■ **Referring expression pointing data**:
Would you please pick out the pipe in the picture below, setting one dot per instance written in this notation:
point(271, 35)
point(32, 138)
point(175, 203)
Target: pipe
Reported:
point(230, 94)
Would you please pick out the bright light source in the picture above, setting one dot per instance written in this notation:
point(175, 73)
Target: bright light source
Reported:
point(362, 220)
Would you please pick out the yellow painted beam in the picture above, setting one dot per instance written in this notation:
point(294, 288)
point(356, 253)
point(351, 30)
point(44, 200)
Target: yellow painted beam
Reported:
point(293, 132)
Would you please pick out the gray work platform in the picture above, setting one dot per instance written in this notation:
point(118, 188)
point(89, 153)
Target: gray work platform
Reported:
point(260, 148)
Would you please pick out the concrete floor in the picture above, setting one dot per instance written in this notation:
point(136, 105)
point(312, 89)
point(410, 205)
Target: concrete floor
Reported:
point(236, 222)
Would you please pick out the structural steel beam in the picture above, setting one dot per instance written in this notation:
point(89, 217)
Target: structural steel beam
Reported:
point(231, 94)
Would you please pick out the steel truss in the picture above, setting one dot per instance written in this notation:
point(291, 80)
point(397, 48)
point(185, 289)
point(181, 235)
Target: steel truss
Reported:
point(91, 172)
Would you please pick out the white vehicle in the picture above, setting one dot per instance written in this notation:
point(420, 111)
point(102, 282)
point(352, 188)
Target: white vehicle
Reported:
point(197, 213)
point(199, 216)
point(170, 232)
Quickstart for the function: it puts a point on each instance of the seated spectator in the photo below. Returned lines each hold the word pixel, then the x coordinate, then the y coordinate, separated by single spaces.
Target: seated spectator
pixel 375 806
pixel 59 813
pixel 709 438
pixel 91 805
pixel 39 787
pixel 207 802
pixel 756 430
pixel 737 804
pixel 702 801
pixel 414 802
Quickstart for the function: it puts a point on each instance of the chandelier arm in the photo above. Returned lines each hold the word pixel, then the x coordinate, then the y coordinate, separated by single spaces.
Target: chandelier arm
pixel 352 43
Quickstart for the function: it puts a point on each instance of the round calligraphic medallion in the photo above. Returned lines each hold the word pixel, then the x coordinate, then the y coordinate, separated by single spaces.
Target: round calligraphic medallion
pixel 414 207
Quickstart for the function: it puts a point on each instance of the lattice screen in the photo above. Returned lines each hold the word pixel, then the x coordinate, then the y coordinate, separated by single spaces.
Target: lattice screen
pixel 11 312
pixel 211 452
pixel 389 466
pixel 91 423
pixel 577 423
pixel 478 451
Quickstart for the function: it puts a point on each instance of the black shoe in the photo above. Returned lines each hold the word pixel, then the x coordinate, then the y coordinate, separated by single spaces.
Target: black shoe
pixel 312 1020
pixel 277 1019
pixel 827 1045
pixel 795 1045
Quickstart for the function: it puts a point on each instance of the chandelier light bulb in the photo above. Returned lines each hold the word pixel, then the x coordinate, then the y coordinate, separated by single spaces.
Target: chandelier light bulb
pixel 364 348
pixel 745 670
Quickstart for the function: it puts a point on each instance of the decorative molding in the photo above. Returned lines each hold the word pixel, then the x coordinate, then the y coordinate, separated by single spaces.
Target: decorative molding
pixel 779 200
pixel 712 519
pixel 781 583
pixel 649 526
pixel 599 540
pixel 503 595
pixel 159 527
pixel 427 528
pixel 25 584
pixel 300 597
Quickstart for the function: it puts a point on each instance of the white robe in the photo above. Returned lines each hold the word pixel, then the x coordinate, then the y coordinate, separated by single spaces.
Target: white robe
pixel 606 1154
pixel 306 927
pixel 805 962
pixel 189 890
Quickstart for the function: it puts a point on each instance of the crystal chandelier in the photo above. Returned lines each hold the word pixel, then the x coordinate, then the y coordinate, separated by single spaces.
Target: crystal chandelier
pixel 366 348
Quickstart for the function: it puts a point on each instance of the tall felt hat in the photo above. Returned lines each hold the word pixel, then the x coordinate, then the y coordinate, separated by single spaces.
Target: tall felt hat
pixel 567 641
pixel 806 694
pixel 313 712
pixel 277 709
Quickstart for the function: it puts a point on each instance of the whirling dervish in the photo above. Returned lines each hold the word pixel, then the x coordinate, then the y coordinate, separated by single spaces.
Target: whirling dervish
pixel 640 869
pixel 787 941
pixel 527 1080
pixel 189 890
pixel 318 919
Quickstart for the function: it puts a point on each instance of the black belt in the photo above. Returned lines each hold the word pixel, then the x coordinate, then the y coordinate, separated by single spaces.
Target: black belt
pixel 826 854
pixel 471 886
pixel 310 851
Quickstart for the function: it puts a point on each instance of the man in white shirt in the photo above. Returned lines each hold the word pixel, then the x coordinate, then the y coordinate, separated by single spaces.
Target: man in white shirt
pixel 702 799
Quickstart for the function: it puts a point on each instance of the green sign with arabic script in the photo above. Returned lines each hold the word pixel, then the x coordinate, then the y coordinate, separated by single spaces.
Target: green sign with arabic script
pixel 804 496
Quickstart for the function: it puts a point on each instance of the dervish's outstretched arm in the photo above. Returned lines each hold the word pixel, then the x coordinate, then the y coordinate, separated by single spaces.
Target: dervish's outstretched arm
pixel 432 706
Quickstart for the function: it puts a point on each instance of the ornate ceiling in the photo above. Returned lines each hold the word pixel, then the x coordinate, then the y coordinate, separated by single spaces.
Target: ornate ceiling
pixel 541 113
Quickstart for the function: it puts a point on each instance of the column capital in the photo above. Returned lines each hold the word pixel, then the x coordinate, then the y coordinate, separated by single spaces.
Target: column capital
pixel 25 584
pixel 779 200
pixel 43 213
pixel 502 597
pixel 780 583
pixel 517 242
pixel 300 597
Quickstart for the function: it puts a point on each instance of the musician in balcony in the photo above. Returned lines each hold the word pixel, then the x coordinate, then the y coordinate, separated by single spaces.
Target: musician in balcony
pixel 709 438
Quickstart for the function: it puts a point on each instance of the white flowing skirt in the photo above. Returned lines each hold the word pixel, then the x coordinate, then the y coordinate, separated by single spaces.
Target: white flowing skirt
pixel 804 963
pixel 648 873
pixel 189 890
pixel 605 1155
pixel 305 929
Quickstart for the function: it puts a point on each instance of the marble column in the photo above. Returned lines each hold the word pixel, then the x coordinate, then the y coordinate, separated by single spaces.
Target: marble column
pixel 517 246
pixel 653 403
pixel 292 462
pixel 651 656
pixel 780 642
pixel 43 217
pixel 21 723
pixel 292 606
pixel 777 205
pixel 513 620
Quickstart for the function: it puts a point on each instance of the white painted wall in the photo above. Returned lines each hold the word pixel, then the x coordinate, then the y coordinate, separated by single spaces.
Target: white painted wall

■ **What the task asks**:
Your answer should be the lines above from the one containing "Target: chandelier arm" through the one containing "of the round", copied exactly and with both ends kept.

■ **Solved exercise**:
Target: chandelier arm
pixel 352 43
Quickstart for the function: it puts a point on each instance of the round calligraphic medallion in the photo above. Returned lines each hold the word pixel, then the x coordinate, then the y coordinate, separated by single spaces.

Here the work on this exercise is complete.